(begin)

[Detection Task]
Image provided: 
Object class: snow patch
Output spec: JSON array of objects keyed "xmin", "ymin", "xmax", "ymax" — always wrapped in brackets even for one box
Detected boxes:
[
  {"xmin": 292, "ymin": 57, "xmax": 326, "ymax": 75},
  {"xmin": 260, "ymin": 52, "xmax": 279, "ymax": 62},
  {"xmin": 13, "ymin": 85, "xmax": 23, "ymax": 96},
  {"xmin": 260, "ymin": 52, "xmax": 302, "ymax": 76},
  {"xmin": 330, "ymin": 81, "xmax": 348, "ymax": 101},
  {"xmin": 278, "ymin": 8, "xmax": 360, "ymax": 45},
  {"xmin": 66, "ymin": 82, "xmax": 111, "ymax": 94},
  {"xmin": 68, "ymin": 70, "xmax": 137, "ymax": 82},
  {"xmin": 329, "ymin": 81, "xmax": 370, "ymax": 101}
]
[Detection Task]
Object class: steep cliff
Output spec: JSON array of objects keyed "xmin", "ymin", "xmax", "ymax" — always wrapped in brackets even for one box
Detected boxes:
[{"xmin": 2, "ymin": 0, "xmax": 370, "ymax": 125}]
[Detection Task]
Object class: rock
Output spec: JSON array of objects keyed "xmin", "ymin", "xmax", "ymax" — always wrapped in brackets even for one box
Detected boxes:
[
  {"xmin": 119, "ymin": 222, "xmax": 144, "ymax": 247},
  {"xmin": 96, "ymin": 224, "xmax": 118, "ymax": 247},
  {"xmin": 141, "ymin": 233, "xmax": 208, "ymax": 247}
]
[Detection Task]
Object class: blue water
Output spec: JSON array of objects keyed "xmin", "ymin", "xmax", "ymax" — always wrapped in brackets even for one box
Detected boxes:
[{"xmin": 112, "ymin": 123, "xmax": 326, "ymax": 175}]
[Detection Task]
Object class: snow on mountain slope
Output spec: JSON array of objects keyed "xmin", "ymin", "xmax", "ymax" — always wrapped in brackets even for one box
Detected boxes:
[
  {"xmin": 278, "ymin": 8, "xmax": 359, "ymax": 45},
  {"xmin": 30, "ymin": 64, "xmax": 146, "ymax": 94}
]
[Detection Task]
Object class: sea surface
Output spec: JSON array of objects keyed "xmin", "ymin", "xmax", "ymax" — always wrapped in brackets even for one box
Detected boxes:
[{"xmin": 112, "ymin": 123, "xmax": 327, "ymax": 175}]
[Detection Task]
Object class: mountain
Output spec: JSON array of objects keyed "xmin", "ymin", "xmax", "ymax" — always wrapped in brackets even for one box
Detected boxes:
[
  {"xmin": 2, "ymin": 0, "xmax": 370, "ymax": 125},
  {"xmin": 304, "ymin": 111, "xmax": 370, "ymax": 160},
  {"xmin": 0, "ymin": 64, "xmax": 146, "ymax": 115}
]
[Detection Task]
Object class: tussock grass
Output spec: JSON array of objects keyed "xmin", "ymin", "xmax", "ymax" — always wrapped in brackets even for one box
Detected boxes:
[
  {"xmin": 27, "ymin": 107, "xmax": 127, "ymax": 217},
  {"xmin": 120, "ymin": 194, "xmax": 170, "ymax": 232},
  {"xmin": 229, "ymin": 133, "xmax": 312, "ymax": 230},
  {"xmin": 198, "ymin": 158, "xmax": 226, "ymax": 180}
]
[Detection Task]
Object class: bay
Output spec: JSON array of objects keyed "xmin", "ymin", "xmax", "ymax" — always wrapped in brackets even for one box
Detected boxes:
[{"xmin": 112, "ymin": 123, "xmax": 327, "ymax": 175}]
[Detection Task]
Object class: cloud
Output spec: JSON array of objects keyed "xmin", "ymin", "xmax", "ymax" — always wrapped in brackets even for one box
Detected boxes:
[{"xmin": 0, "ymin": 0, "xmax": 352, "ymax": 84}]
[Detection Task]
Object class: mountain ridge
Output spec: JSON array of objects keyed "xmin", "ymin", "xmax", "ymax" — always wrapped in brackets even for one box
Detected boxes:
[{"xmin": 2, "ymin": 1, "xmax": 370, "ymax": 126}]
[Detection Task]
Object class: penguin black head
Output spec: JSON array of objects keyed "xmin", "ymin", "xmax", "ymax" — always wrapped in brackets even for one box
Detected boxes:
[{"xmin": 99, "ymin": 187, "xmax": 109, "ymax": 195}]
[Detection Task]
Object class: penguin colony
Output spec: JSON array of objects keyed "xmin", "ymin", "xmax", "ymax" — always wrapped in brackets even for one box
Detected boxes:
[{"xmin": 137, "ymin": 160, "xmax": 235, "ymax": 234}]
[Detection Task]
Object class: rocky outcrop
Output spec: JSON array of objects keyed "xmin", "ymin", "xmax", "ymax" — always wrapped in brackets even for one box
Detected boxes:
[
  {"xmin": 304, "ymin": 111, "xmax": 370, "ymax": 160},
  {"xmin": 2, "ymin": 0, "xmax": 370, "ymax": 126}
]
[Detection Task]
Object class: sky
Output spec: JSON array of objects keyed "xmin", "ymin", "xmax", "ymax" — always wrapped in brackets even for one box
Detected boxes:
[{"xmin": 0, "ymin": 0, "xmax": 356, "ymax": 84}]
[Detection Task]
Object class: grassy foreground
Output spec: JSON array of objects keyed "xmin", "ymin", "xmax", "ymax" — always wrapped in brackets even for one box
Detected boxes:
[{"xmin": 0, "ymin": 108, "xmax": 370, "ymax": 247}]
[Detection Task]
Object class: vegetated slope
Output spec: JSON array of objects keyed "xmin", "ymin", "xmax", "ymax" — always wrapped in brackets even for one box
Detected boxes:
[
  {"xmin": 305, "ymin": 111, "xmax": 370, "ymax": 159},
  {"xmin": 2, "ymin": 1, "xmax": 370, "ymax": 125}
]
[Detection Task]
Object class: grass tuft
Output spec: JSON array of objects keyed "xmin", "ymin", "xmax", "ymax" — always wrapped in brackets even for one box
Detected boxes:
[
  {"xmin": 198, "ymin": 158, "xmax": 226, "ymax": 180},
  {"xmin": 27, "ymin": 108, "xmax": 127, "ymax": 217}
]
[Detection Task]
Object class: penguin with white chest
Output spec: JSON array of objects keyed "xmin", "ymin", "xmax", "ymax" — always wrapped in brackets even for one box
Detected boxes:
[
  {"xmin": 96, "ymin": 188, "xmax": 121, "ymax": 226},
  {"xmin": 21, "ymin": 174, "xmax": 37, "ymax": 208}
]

(end)

— Given task —
List every line in the entries above that contains the string "snow", copying each line in full. Case counts.

— Output for this task —
Object class: snow patch
Object class: snow on mountain slope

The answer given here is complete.